§ Aim
Each entry must be given again exactly; images do not belong in the copy.

--- START ---

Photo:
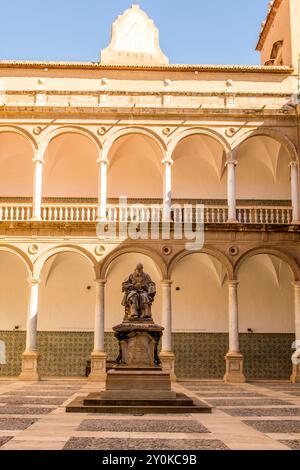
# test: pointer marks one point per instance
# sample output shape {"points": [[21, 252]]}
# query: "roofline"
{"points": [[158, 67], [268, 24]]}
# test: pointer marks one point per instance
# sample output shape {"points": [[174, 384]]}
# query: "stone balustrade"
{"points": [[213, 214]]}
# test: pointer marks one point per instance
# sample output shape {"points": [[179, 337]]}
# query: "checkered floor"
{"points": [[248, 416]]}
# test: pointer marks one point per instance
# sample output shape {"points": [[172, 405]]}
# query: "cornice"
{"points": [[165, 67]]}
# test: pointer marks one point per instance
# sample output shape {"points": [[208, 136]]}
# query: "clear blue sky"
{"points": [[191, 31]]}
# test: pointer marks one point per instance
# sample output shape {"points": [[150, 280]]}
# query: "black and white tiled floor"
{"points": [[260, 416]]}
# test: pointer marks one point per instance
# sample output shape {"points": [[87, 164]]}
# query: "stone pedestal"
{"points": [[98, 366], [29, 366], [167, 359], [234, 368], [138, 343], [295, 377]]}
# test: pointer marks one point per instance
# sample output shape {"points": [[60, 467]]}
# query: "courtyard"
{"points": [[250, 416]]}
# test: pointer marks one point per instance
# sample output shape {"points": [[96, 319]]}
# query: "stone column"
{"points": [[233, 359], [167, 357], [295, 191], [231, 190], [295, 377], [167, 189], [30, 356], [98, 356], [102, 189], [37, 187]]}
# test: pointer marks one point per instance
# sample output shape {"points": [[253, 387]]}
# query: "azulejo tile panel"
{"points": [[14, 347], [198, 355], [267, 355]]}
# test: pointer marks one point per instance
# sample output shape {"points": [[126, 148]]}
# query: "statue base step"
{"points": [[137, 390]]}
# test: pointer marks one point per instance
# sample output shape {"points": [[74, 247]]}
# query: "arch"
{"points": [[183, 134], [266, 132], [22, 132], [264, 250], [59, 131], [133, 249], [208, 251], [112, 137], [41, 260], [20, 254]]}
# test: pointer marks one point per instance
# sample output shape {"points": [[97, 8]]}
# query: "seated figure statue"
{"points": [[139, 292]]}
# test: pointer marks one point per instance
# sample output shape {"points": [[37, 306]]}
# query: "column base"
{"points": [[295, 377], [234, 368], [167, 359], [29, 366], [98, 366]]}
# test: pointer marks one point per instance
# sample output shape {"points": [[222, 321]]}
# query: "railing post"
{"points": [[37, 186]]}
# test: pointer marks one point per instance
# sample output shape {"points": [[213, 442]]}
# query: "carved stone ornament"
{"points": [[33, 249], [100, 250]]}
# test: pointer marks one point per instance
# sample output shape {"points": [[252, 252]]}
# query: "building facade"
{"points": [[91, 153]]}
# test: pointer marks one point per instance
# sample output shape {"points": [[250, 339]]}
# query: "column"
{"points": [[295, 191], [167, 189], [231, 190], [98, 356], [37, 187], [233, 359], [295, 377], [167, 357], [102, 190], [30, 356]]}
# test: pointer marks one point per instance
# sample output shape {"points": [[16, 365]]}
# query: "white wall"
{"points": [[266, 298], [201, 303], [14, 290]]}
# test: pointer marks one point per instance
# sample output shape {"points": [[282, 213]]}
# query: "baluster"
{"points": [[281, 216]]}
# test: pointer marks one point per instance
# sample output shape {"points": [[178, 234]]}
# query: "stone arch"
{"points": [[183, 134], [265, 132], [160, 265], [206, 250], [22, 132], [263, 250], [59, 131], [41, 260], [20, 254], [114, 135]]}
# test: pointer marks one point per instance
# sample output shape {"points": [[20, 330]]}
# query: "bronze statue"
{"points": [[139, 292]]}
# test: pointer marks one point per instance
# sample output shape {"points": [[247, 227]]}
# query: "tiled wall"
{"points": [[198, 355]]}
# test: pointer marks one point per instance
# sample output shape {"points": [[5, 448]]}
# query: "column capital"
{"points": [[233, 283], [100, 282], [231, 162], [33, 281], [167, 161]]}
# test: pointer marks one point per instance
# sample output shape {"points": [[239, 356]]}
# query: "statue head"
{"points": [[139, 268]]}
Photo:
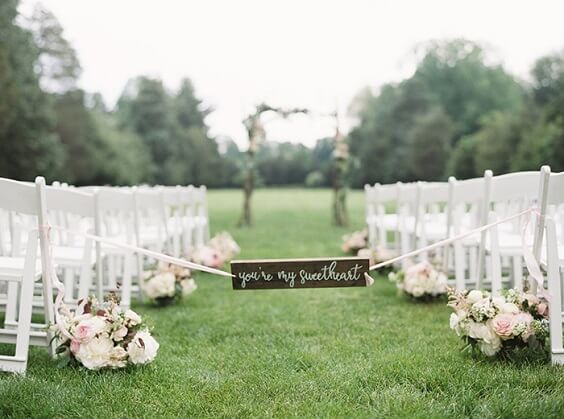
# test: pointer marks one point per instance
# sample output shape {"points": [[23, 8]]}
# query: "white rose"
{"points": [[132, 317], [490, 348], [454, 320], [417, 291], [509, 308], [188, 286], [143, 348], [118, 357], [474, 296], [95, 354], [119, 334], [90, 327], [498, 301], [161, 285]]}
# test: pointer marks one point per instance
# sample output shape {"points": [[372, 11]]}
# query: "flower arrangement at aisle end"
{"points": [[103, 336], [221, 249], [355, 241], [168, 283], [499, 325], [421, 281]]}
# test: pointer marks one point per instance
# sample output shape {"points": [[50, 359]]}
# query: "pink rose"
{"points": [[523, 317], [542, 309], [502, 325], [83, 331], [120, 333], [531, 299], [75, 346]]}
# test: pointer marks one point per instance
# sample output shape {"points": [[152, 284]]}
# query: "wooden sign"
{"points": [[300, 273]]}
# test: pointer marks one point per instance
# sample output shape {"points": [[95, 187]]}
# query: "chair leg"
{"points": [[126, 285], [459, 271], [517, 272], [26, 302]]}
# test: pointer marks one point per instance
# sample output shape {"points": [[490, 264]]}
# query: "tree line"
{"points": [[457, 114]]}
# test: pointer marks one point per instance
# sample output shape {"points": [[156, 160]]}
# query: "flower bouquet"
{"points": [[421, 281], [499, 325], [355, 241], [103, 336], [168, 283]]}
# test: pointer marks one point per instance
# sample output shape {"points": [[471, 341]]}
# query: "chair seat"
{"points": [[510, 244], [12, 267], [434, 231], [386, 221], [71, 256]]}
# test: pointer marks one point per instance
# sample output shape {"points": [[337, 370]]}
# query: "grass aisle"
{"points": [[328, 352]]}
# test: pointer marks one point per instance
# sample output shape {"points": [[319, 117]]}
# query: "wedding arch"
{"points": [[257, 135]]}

--- END ---

§ The reply
Photo:
# test: pointer marks one point per instance
# sample output shape {"points": [[21, 252]]}
# query: "roofline"
{"points": [[158, 67], [268, 24]]}
# test: pointer marks one point per instance
# sample output shape {"points": [[174, 384]]}
# query: "stone balustrade"
{"points": [[213, 214]]}
# test: pointer marks one point per instance
# sample output shape {"points": [[179, 337]]}
# query: "checkered floor"
{"points": [[248, 416]]}
# test: pointer marks one point per instance
# sample output shape {"points": [[172, 405]]}
# query: "cornice"
{"points": [[165, 67]]}
# test: pointer marks one point per instance
# sample output shape {"points": [[208, 136]]}
# query: "clear blue sky"
{"points": [[191, 31]]}
# test: pointer marks one point per instance
# sample output shape {"points": [[150, 280]]}
# query: "black and white tiled floor"
{"points": [[260, 416]]}
# test: pointer marks one point per instance
# sample output shape {"points": [[87, 164]]}
# query: "stone pedestal"
{"points": [[98, 366], [29, 366], [167, 359], [234, 368], [138, 343], [295, 377]]}
# test: pointer marks one point per instance
# sample output shape {"points": [[60, 467]]}
# query: "courtyard"
{"points": [[250, 416]]}
# test: pointer marks one point per instance
# sample output shape {"points": [[96, 319]]}
# query: "stone column"
{"points": [[233, 359], [167, 357], [295, 191], [231, 190], [295, 377], [167, 189], [30, 356], [98, 356], [102, 189], [37, 187]]}
# test: pointer marks one point per instance
# sample output shape {"points": [[253, 387]]}
# query: "azulejo tile panel"
{"points": [[14, 347], [198, 355], [267, 355]]}
# test: pointer marks one point per instance
# sample output shape {"points": [[126, 148]]}
# query: "statue base step"
{"points": [[137, 390]]}
# test: pointer marks one point per instance
# sample output shape {"points": [[74, 247]]}
# query: "arch"
{"points": [[183, 134], [266, 132], [22, 132], [264, 250], [59, 131], [133, 249], [208, 251], [112, 137], [41, 260], [20, 254]]}
# test: pointer marks one point per instance
# sample output shape {"points": [[97, 8]]}
# query: "seated figure statue"
{"points": [[139, 292]]}
# test: pointer marks one point per instance
# sample output shape {"points": [[37, 306]]}
# query: "column base"
{"points": [[295, 377], [234, 368], [167, 359], [29, 366], [98, 366]]}
# test: pointer marks one point per instance
# sample output shape {"points": [[222, 321]]}
# query: "railing post"
{"points": [[37, 186]]}
# test: pointer marks one point per instance
# sample output shape {"points": [[213, 442]]}
# query: "carved stone ornament"
{"points": [[33, 249], [100, 250]]}
# test: pointer marks one point per instance
# sample output shape {"points": [[252, 252]]}
# query: "building facade"
{"points": [[91, 153]]}
# test: pointer marks one point per instance
# sample output shape {"points": [[250, 339]]}
# query: "column"
{"points": [[295, 191], [167, 189], [231, 190], [98, 356], [37, 187], [233, 359], [295, 377], [167, 357], [102, 190], [30, 356]]}
# test: pointer marks one point per instance
# sample output shape {"points": [[16, 365]]}
# query: "white wall"
{"points": [[266, 298], [201, 303], [14, 290]]}
# test: pointer marks one point per instance
# sample output shape {"points": [[282, 213]]}
# query: "baluster"
{"points": [[281, 216]]}
# test: pointer marks one point per instance
# sample output shape {"points": [[178, 234]]}
# query: "stone arch"
{"points": [[183, 134], [265, 132], [160, 265], [206, 250], [22, 132], [263, 250], [59, 131], [41, 260], [20, 254], [114, 135]]}
# test: pointer marks one point per instance
# sample output shape {"points": [[20, 330]]}
# query: "bronze statue"
{"points": [[139, 292]]}
# test: pointer marks one point per instance
# sample output shape {"points": [[247, 227]]}
# query: "tiled wall"
{"points": [[198, 355]]}
# test: pointer marks one point per instance
# sample output shape {"points": [[5, 448]]}
# query: "column capital"
{"points": [[233, 283], [100, 282], [231, 162], [33, 281], [167, 161]]}
# test: pointer marks one point per instance
# sample output shape {"points": [[239, 356]]}
# query: "statue head"
{"points": [[139, 268]]}
Photo:
# test: pointer marks one point per instance
# sample output shape {"points": [[23, 8]]}
# query: "white rose"
{"points": [[132, 317], [490, 348], [454, 320], [417, 291], [509, 308], [188, 286], [143, 348], [118, 357], [474, 296], [95, 354], [119, 334], [90, 327], [498, 301], [161, 285]]}
# test: pointer marks one point per instance
# sample output shape {"points": [[372, 11]]}
# query: "flower arrangement at aisle end"
{"points": [[103, 336], [221, 249], [355, 241], [168, 283], [499, 325], [421, 281]]}
# test: pointer marks one point per instance
# sample output shape {"points": [[50, 359]]}
# query: "pink rose"
{"points": [[523, 317], [542, 309], [502, 325], [83, 331], [120, 333], [531, 299], [75, 346]]}
# test: pointer marks one point per instance
# sample output shape {"points": [[152, 284]]}
# query: "wooden sign"
{"points": [[300, 273]]}
# test: pointer marks one point per instance
# sample output shape {"points": [[95, 187]]}
# query: "chair leg"
{"points": [[126, 285], [459, 271], [517, 272], [26, 302]]}
# test: pointer marks one point per instance
# sample output shape {"points": [[490, 264]]}
# query: "tree line"
{"points": [[457, 114]]}
# test: pointer marks one point per instance
# sample output shape {"points": [[156, 160]]}
# query: "flower bouquet"
{"points": [[421, 281], [499, 325], [355, 241], [103, 336], [168, 283]]}
# test: pointer marks one point per instance
# sample output shape {"points": [[471, 341]]}
# query: "chair seat"
{"points": [[510, 244], [12, 267], [434, 231], [386, 221], [71, 256]]}
# test: pointer marks one point per instance
# sample output shape {"points": [[337, 370]]}
# query: "grass aisle"
{"points": [[328, 352]]}
# test: pointer marks one point per instance
# sample output shape {"points": [[319, 117]]}
# query: "wedding arch"
{"points": [[257, 135]]}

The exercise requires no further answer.